• _TASK REQUIREMENTS_:
Repeat every record exactly, but omit the images.

• _Photo-based referring expression data_:
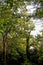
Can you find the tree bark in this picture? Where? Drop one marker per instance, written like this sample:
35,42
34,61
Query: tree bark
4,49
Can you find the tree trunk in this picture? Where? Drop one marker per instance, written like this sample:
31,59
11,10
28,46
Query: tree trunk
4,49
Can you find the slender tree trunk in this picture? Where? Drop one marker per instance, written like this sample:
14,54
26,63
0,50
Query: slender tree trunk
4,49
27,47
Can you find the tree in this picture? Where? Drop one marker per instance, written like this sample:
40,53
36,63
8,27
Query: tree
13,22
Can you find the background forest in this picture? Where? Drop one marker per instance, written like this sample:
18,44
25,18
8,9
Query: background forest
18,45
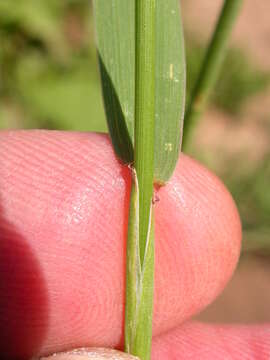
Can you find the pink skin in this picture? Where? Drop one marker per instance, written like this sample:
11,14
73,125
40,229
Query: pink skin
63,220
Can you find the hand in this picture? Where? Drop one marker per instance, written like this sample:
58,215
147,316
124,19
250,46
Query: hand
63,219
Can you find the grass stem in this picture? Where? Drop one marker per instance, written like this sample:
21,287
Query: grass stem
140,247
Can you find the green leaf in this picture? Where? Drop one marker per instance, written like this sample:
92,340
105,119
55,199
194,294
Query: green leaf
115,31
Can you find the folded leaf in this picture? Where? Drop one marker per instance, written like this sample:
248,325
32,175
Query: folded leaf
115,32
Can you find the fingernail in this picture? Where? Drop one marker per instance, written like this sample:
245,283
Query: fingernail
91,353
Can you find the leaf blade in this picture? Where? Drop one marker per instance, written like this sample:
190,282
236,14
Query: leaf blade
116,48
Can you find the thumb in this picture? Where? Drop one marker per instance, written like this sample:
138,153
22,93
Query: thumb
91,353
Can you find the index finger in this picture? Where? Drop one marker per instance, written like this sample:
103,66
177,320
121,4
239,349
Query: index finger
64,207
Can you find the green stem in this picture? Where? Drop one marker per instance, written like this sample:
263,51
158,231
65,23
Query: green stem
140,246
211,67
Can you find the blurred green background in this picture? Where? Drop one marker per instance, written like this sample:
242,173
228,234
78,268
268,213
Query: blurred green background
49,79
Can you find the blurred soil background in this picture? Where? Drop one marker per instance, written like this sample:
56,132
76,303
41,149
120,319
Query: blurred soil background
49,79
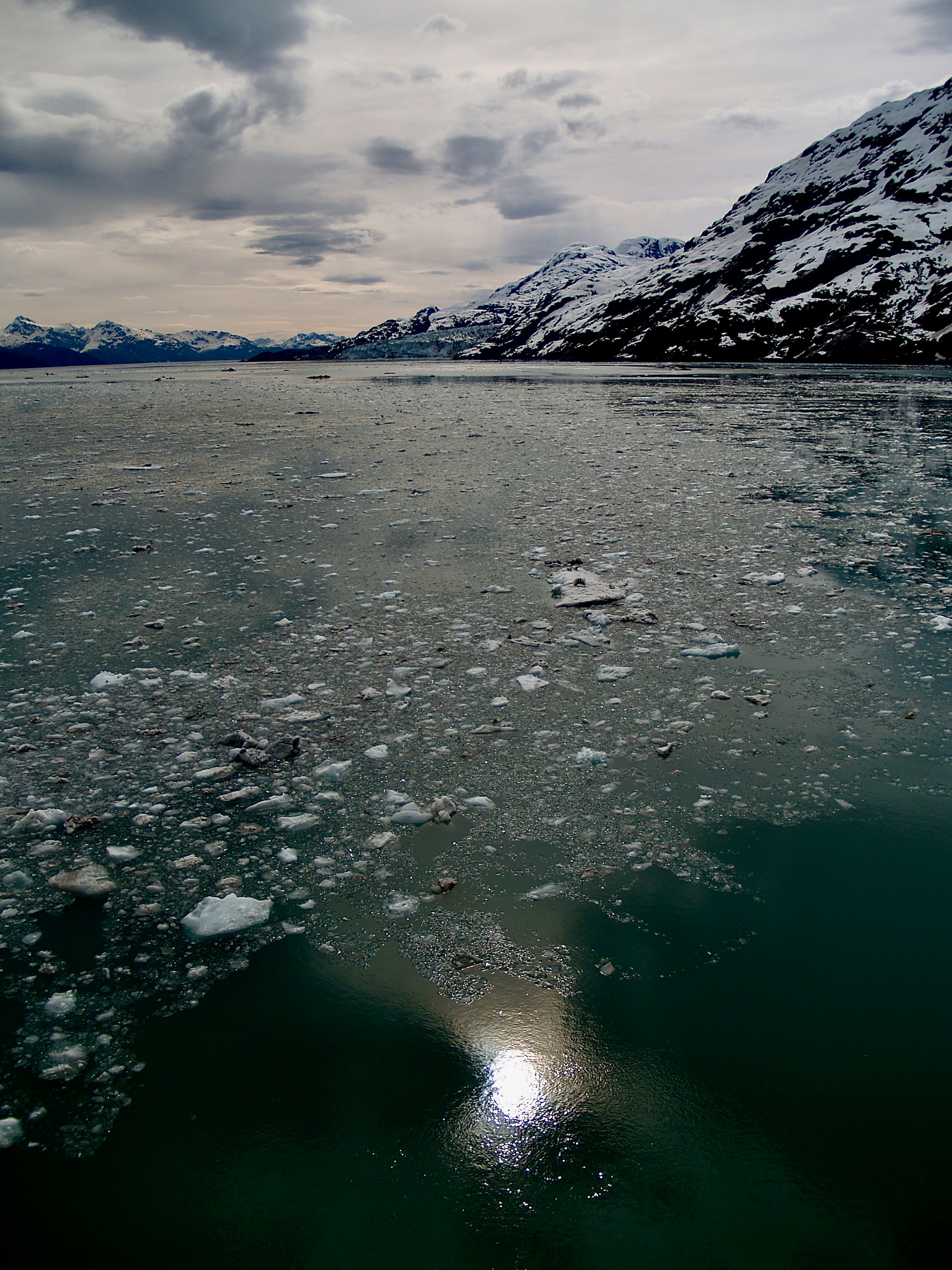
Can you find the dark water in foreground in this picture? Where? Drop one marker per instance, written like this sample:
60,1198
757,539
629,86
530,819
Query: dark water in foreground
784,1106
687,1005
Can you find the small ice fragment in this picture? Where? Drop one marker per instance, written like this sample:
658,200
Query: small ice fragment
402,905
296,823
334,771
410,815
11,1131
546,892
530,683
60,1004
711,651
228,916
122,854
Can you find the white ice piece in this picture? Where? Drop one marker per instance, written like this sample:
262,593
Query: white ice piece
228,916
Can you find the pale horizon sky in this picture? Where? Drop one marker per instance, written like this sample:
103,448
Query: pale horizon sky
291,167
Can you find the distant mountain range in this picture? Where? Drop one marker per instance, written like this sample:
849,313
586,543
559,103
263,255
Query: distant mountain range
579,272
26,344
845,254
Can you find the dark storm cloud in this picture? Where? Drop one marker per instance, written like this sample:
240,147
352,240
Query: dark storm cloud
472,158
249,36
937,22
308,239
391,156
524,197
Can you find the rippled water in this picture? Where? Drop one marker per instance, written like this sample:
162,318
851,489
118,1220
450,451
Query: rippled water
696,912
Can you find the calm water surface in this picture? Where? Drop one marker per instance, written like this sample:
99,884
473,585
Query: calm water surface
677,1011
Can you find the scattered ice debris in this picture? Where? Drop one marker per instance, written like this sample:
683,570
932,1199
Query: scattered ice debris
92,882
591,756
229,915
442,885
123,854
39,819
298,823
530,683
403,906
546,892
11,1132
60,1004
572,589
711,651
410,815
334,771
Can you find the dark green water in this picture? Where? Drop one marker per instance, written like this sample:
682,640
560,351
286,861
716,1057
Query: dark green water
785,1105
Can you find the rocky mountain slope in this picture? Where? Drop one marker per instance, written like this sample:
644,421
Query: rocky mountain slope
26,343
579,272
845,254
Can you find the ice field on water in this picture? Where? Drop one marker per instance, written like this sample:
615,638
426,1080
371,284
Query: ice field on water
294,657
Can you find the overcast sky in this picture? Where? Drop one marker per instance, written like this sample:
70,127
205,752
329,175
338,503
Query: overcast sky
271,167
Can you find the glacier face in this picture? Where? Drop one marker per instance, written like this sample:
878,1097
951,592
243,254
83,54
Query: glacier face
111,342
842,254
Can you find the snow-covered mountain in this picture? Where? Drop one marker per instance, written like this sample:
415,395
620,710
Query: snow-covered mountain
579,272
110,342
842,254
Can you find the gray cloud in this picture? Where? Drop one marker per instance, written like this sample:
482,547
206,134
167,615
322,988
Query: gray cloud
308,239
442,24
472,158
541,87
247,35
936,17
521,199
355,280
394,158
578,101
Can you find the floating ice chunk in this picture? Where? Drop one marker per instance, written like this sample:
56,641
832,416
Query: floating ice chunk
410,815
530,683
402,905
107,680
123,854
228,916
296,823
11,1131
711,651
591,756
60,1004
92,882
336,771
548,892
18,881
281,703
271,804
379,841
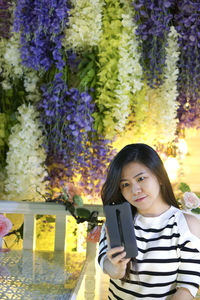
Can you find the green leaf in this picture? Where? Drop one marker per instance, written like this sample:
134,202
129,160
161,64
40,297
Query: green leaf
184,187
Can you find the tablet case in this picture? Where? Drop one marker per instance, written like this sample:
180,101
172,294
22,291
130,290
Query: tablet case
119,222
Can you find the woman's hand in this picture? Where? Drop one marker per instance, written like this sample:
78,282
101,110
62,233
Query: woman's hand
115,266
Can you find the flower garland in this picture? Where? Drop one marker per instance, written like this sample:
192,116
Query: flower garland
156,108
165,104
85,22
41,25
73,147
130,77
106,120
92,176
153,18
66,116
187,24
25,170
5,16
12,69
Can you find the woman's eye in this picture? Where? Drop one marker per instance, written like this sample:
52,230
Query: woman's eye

• _WRITTEN SOLUTION_:
Can you find the tree bark in this picture? Where? Drop one marker per instance, written like this sample:
35,42
34,61
Query: tree bark
4,49
Can you find the tree trunk in this picture? Where? Drop one marker per instance, written like this sample:
31,59
11,10
28,46
Query: tree trunk
4,49
Can you find the slender tree trunk in this picture? Where? Drop one marker per instance, written like this sample:
14,54
26,63
0,50
Query: slender tree trunk
4,49
27,47
Can you find the tree in this picture? Where? Drop one marker per instance, written like this sample:
40,53
36,63
8,27
Query: tree
13,22
Can you find the background forest in this picture? Where? Drop one marker per instance, written like this sample:
18,44
25,18
8,9
Query: background forest
18,45
Can you find the pink skin in this picture? Where? Drop one marker per instance, written like this sample:
11,14
73,125
40,229
Query: pink skin
63,220
Can you find the hand in this picture? Where? Drop one marker per instance, written like this sample:
58,215
147,316
124,19
250,46
Query: hand
63,219
Can you find the grass stem in this picture? Where? Drop one marker per instance, written like this sample:
21,287
Query: grass stem
140,247
Can you find the green leaf in this picture? Where? Drop one marker per instance, written like this sample:
92,340
105,119
55,199
194,294
Query: green leaf
115,31
Can you find the folded leaf in this picture? Where? Drop one marker per instance, written like this sample:
248,325
32,175
Query: folded leaf
115,32
Can you find the fingernail in this picture? Where? Drop one marker per instance, written like this sample:
245,283
Query: fingernail
91,353
Can you find the leaf blade in this picture? Where? Drop one marker per instance, written like this sample:
190,282
236,14
Query: leaf blade
116,48
Can you find the thumb in this picture? Where? Drop one marker per instance, written like this sample:
138,153
22,93
Query: thumb
91,353
Can you find the index finger in this picture? Where? Drop one marker per instance, written like this sample:
103,66
177,320
121,4
239,349
Query: index finger
64,207
Can you find the green stem in this picture? Where? Drop one marker per instance, written like this sample:
263,51
158,231
65,23
Query: green stem
140,246
211,67
Can you find the blurred green background in this picture? Where? Drop one marker per instance, written like this sample:
242,173
228,234
78,268
268,213
Query: blurred green background
49,79
Can you find the blurred soil background in this picture? Where? Drop one marker per instance, written like this sample:
56,132
76,303
41,149
120,319
Query: blurred soil background
49,79
Can you find the dark water in foreground in this picture? Where? Drop one marker per instance, written like this sample:
60,1198
757,539
629,86
530,819
Query: dark water in foreground
784,1106
687,1005
Can you find the small ice fragment in this picture? Where? Drop one marker per instance, written like this sample:
658,200
Query: small ice fragment
402,905
296,823
334,771
410,815
11,1131
546,892
530,683
60,1004
711,651
228,916
122,854
Can you find the white ice piece in this picture? Where? Drop one marker per instance, written like this sample:
262,593
Query: white ice piece
228,916
Can you find the pale horizon sky in this picture? Where? Drop one marker per instance, written like this sample:
103,448
Query: pale horizon sky
291,167
Can you find the distant mountain range in this picture? Where? Drop one marker per instance, written like this sample:
849,313
586,543
559,103
263,255
Query: distant mountain range
579,272
26,344
845,254
Can you find the dark storm cloud in this picture? Where? Drop one marker per instance, written like this sample:
240,147
352,240
Query: dark storm cloud
472,158
249,36
937,22
308,239
391,156
524,197
Can you find the rippled water in this picture? Where? Drop one marker per instance, written like this sample:
162,318
851,489
118,1220
450,451
Query: rippled water
696,912
Can you find the calm water surface in this picture? Where? Drop one marker per instance, written like this sample:
99,884
473,585
Query: calm water surface
677,1011
Can you find the scattered ice debris in this picture? Where? Drop one marker per instance, written like this sample:
683,570
932,1199
Query: scattered ice debris
92,882
591,756
229,915
442,885
123,854
39,819
298,823
530,683
403,906
546,892
11,1132
60,1004
572,589
711,651
410,815
334,771
Can you find the dark green water in this picture? Where? Drop one marker per instance, written like this sample:
682,640
560,351
286,861
716,1057
Query: dark green water
785,1105
Can you find the rocky mountain slope in this picture? Where? Drop one marker per instance, written like this sample:
644,421
Query: rocky mountain slope
26,343
579,272
845,254
Can you find the ice field on water in this picture? Where? Drop one marker per instance, written like this sample:
615,638
426,1080
371,284
Query: ice field on water
294,657
Can you find the overcast sky in this picture? Where? Drop one marker per instance, written like this sample:
70,127
205,752
329,175
338,503
Query: overcast sky
271,167
Can you find the glacier face in this picture? Where? Drop one marker per instance, written like this sample:
878,1097
951,592
243,254
83,54
Query: glacier face
111,342
842,254
Can you find the snow-covered mountain in this picture? Where? Drop one marker per instance, written like this sample:
415,395
620,710
Query: snow-covered mountain
579,272
110,342
842,254
Can you find the gray cloud in this picture? Where? Drop one marker per instance, written like this sample:
482,547
206,134
167,615
322,988
Query: gray cloud
308,239
442,24
472,158
541,87
247,35
936,17
521,199
355,280
394,158
578,101
Can you find the floating ice chunk in this picture? Where? Drop one marker per instance, written like this sample:
56,641
832,416
Query: floating ice chunk
410,815
530,683
402,905
107,680
123,854
228,916
296,823
11,1131
711,651
591,756
60,1004
92,882
336,771
548,892
18,881
281,703
271,804
379,841
Can you find the green leaf in this picture? Where? Drop one marker per instance, written like this sample:
134,202
129,160
161,64
40,297
Query: green leaf
184,187
Can you find the tablet case in this picture? Where? Drop one marker per instance, written like this sample:
180,101
172,294
22,291
130,290
Query: tablet case
119,222
Can you find the woman's hand in this picture? Where? Drop one marker per instance, written like this sample:
78,282
101,110
62,233
Query: woman's hand
115,266
Can you find the flower garland in this picture? Where? Drop one marker per instance, written like this sample:
192,116
Query: flower garland
156,108
165,104
85,22
41,25
73,147
130,77
106,120
92,176
153,18
66,116
187,24
25,170
5,16
12,69
Can you find the woman's eye in this picture? Where? Drop one marker per instance, written like this sample:
52,230
Query: woman's eye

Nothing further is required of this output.